- [Exercise directions]:
Express the items below as a two-column CSV with the header columns "instruction" and "points", one row per item. Put each item's text and its answer in a single double-quoted field each, replacing line breaks with spaces.

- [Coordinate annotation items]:
#####
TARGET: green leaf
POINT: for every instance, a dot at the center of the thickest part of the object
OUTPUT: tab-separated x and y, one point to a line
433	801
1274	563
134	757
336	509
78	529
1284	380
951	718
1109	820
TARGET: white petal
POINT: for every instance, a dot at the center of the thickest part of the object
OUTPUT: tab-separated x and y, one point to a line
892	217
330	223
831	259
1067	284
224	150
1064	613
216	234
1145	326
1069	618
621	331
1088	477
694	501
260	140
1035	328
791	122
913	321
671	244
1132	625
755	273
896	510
#####
- [Written answer]:
instruction,points
"TARGET: green leaf POINT: for every instance, a dot at the center of the thickest part of the object OUTPUT: tab-separated x and y, one point to a line","433	801 1274	563 134	757 336	509 78	529 1284	380 951	718 1109	820"
"TARGET: white petal POINT: for every instance, a dot at the center of the thickest part of the object OUTPUT: tab-separated x and y, one point to a line","892	217 330	223 831	259 1067	284 224	150 1064	613 216	234 1145	326 1069	618 621	331 1088	477 694	501 260	140 1035	328 791	122 913	321 671	244 1132	625 755	273 896	510"